## TASK GOAL:
Among the entries, which lines carry the string "uniform"? Copy each of them.

==*==

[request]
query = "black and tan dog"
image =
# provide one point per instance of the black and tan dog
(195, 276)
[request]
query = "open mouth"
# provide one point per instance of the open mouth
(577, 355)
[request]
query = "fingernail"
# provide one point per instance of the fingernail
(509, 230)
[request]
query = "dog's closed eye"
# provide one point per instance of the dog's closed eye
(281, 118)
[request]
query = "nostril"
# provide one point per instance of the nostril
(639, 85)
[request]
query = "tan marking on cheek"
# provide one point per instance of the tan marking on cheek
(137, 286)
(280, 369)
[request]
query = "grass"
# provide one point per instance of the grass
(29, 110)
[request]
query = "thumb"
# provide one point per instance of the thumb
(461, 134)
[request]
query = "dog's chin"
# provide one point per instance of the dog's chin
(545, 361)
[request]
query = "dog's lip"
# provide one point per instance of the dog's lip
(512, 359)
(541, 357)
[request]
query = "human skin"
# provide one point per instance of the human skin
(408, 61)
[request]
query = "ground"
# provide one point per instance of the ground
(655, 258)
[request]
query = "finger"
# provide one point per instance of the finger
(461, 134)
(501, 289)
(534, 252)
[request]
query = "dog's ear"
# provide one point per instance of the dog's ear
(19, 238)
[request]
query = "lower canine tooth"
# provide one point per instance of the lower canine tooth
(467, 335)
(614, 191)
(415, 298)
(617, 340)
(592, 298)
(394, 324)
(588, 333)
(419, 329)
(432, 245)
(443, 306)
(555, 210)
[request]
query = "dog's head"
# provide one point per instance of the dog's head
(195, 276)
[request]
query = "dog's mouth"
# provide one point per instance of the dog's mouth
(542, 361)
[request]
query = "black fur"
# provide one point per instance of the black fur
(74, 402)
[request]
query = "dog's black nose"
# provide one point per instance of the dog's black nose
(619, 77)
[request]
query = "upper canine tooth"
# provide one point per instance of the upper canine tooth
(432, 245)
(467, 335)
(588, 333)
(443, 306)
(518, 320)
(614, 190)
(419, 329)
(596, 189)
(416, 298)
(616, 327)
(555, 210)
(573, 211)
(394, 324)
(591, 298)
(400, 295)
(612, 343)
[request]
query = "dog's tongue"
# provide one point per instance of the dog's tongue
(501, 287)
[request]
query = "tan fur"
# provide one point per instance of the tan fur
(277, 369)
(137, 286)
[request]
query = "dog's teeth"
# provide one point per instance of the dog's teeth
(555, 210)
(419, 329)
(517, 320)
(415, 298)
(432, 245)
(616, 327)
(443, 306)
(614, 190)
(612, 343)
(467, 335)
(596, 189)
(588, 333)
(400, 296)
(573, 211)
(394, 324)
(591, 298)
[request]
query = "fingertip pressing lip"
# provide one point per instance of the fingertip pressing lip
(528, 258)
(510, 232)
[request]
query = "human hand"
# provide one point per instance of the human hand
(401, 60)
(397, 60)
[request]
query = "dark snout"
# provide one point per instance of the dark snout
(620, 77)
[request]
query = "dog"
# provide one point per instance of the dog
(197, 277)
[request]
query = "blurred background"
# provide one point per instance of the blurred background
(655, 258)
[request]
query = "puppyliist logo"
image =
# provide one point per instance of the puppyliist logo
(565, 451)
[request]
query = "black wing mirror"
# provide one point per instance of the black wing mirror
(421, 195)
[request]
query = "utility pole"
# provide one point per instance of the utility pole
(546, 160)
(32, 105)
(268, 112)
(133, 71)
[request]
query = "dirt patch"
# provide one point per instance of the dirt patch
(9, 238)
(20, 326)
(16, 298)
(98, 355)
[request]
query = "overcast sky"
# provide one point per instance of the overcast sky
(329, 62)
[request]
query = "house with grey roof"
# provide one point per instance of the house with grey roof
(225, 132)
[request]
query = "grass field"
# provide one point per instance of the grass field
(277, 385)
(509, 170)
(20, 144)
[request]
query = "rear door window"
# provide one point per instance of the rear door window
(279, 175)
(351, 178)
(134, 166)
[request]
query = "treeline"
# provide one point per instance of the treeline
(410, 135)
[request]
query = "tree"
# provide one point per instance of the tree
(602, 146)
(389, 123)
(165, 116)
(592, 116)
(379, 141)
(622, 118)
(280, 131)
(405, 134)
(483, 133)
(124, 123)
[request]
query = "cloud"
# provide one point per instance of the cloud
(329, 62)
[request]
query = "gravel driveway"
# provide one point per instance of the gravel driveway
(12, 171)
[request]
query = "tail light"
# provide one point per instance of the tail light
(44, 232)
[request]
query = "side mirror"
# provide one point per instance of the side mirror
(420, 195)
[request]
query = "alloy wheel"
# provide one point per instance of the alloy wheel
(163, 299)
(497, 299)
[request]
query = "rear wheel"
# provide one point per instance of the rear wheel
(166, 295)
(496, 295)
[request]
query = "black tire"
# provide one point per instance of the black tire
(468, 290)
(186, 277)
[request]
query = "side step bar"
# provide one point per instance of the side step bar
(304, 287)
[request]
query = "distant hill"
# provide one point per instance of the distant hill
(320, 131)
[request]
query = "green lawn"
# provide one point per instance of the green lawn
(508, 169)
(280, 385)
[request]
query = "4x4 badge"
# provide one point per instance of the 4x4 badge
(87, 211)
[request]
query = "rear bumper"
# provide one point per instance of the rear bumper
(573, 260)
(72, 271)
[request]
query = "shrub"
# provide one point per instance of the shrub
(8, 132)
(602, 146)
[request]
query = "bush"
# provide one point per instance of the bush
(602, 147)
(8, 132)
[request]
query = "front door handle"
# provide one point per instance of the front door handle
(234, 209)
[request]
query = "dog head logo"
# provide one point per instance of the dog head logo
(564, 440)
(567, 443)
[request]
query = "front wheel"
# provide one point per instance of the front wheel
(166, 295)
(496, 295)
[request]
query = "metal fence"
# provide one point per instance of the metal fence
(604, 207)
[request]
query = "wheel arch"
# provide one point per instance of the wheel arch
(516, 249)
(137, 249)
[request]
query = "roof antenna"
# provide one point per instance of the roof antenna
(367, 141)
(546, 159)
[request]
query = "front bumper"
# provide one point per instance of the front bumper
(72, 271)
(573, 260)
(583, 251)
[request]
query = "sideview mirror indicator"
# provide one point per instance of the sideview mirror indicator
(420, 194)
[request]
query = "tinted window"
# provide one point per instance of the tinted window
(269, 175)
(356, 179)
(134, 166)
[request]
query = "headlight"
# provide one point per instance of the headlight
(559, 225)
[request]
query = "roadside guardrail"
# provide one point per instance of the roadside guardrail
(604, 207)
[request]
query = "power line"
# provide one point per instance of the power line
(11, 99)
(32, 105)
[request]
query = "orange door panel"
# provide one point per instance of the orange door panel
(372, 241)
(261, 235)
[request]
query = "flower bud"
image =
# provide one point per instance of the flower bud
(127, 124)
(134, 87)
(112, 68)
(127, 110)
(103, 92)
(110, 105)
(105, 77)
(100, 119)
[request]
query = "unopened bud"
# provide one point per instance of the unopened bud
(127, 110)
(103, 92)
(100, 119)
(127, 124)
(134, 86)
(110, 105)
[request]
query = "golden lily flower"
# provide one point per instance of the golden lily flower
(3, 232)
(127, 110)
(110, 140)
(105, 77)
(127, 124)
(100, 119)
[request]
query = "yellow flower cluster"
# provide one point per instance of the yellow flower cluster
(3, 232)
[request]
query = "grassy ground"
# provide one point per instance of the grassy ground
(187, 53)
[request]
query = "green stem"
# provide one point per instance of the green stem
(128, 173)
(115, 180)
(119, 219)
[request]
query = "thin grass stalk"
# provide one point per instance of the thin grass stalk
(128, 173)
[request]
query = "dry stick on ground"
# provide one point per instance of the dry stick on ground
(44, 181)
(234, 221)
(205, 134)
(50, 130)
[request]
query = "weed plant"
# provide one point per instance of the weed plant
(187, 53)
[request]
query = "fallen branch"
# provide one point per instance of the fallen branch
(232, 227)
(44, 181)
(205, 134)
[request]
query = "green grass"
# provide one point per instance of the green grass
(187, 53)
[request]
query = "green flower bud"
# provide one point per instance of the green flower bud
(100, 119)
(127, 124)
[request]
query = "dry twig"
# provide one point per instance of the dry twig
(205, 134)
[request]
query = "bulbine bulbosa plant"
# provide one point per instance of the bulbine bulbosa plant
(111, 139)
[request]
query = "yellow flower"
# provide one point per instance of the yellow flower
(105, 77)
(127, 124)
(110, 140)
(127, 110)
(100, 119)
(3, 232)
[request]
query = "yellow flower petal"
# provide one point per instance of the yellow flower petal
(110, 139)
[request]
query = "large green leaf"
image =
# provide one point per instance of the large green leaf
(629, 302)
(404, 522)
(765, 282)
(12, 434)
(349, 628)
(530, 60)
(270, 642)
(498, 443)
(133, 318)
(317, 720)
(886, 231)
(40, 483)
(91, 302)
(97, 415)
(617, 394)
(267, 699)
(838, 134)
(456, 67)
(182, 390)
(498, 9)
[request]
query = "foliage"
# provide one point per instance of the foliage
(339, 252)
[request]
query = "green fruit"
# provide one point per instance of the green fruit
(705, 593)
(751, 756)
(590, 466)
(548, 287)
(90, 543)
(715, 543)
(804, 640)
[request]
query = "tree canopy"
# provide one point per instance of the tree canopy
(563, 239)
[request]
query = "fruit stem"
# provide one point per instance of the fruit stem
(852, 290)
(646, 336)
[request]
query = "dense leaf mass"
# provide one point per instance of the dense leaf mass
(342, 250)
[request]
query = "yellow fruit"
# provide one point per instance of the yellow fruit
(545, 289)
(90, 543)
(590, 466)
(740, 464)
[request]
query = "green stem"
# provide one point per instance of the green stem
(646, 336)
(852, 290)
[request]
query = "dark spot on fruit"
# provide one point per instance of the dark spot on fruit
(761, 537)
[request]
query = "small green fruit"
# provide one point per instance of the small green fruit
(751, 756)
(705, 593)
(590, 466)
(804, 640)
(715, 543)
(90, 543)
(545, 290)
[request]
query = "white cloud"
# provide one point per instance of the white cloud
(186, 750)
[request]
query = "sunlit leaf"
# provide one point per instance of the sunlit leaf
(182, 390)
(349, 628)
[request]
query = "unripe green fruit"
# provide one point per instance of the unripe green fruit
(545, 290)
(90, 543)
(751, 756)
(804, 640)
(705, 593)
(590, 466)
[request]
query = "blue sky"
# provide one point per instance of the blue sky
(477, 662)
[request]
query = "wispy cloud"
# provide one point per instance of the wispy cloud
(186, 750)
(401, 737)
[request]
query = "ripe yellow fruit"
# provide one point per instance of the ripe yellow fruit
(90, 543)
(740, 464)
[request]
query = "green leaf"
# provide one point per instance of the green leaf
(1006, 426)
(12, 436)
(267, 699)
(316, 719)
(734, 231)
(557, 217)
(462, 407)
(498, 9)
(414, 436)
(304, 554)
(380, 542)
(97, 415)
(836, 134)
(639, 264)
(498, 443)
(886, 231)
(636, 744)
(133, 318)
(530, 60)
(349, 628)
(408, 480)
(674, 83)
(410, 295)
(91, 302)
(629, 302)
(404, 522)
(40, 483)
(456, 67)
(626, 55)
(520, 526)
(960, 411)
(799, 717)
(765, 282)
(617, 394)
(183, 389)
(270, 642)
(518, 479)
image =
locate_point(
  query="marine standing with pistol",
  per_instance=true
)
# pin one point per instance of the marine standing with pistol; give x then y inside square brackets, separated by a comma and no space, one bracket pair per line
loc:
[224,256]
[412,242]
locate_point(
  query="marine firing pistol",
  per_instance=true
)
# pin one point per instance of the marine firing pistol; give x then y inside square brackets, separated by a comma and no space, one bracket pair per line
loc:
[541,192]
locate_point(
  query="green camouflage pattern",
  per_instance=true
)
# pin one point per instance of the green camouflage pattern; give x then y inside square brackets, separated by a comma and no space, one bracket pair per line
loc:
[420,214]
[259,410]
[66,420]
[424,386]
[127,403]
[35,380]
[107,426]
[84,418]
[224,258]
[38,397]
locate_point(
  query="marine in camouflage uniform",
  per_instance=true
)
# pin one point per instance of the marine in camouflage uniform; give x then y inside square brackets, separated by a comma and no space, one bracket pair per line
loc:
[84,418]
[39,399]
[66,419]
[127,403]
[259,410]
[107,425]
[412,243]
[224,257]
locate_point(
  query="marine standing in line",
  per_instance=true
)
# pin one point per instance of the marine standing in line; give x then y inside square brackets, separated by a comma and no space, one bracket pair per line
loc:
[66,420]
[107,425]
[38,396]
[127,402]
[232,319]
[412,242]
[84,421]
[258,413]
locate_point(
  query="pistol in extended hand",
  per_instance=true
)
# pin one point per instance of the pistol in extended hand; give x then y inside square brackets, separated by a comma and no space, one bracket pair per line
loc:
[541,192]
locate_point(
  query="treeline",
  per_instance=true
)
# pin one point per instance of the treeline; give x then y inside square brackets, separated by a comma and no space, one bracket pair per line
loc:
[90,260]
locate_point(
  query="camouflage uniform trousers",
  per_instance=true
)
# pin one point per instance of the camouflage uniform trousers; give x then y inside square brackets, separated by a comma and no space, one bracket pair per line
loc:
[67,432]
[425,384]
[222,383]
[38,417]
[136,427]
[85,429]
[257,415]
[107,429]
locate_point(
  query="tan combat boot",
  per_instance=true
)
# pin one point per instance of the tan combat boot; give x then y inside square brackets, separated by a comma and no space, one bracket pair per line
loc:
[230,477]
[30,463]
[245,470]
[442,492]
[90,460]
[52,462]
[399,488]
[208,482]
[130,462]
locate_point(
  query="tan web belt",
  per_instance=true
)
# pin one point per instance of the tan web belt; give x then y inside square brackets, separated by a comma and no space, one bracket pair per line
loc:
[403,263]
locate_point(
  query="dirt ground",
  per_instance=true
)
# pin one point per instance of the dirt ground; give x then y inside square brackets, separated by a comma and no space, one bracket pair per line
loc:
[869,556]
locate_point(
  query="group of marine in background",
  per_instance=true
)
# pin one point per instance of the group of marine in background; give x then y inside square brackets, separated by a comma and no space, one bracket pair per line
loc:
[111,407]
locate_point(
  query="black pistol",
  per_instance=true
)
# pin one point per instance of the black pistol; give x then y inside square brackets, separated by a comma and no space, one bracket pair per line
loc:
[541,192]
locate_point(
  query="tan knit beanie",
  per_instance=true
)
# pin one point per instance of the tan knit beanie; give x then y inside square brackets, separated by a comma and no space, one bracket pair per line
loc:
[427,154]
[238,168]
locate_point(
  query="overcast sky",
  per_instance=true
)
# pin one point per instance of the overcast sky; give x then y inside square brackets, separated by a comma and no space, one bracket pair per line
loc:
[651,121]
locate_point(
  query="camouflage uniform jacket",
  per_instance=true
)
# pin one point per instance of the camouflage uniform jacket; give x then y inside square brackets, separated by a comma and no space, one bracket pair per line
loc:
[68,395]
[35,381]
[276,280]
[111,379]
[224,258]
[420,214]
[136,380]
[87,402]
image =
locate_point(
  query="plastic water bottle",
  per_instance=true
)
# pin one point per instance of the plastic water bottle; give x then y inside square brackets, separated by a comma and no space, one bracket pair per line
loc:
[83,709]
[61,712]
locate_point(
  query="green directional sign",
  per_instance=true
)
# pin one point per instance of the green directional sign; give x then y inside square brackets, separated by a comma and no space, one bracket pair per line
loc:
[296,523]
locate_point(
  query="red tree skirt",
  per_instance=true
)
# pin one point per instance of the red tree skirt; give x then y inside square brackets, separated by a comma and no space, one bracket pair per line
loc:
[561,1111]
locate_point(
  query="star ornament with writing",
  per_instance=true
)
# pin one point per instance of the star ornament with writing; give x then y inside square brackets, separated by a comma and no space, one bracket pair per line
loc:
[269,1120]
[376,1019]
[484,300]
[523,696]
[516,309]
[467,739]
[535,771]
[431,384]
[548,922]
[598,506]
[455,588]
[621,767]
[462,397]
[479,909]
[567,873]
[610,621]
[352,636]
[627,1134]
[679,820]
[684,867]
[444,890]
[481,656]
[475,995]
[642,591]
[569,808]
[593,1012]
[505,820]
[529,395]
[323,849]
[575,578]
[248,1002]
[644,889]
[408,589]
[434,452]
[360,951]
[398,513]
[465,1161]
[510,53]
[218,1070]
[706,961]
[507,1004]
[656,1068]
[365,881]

==*==

## WORKED SOLUTION:
  query="marine in camouflage uniform",
# pin one point per instance of the marine in camouflage uniform; give x then y inside square brackets, separated by a comma and no space, one bracket pair per line
  query="camouflage uniform trousers",
# pin one point per instance of the camouflage uniform trousers; give x then y inside square brackets, separated by a comma and no space, one bracket pair per line
  query="camouflage uniform jacket",
# pin one point per instance of the camouflage uniform jacket; give x then y inside square brackets, separated by a comma and no space, one bracket pair per line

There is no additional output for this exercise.